En serio. No digas ni pío. Cierra el pico. Olvídalo. Como mucho, comparte alguna petición de Change.org que esté cogiendo fuerza para que nadie pueda saltarte al cuello por insolidario o antisistema.

Ni se te ocurra criticar al gobierno por internet. Ni a la iglesia. Si eres aficionado al humor negro, cuídate de decir nada de ETA, o de las víctimas o de la gracia que te hace el estado de derecho. No cites las palabras cáncer, ni sida, ni polla, ni violencia de género, ni nada que pueda ponerte en un compromiso virtual.

Un edil barbudo de Ahora Madrid que cuentan que la lió con unos tuits.

Si haces un llamamiento a la violencia en público, directamente eres subnormal. Si no eres Federico Jiménez Losantos, o un miembro de su camarilla, te van a empapelar hasta el tuétano. Te van a joder bien jodido; te van a destruir aprovechando todas y cada una de las instituciones de las que puedan echar mano, como pretenden hacer con Rita Maestre, como hicieron con el edil del apellido revolucionario, quien primero se revolvió, y después encajó el golpe y pidió disculpas (para seguir en pie).

Y no temas: si no te conocen ni en tu casa, también te encontrarán. Cárcel para quien se mofe de Carrero Blanco cuarenta años después; cárcel por enaltecimiento al terrorismo; cárcel por comentarios machistas; cárcel, cárcel, cárcel. Ojo con Twitter, que es la casilla del “vaya directamente al trullo” de nuestro Monopoly particular.
************
--- PREGUNTAS ---
1. Responde a estas preguntas sobre el texto acerca de las críticas en internet:
(a) ¿Qué sitio de peticiones se menciona como algo que, como mucho, se puede compartir?
(b) ¿A quién se nombra como persona a la que pretenden destruir usando las instituciones?
(c) ¿Qué red social se compara con la casilla de "vaya directamente al trullo" del Monopoly?
2. Escribe la continuación del texto sobre las críticas en internet a partir de la frase con la que termina.
Las filas que aparecen a continuación proceden de otra fuente.

[Datos de señalamiento mediante expresiones referenciales]
************
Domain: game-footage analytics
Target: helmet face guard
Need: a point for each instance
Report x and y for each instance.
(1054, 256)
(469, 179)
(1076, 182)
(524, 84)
************
--- RESULTADOS ---
1.
(a) Change.org.
(b) Rita Maestre.
(c) Twitter.

2.
Un señor graciosete y sin maldad (vídeo) que parece ser que es periodista.

Sobre todo no te equivoques. Si te suena algo de lo anterior, seas un descerebrado y realmente te merezcas un castigo por enaltecimiento al terrorismo (aunque no hayas visto un arma de fuego en tu puta vida) o seas el gracioso de turno y estés llorando nervioso mientras te repites, una y otra vez, por qué no te metiste por el ojete ese chiste sobre Irene Villa antes de que te metan otra cosa, te daré un consejo tardío: la ley no está de tu parte; porque no hay ley, solo restos.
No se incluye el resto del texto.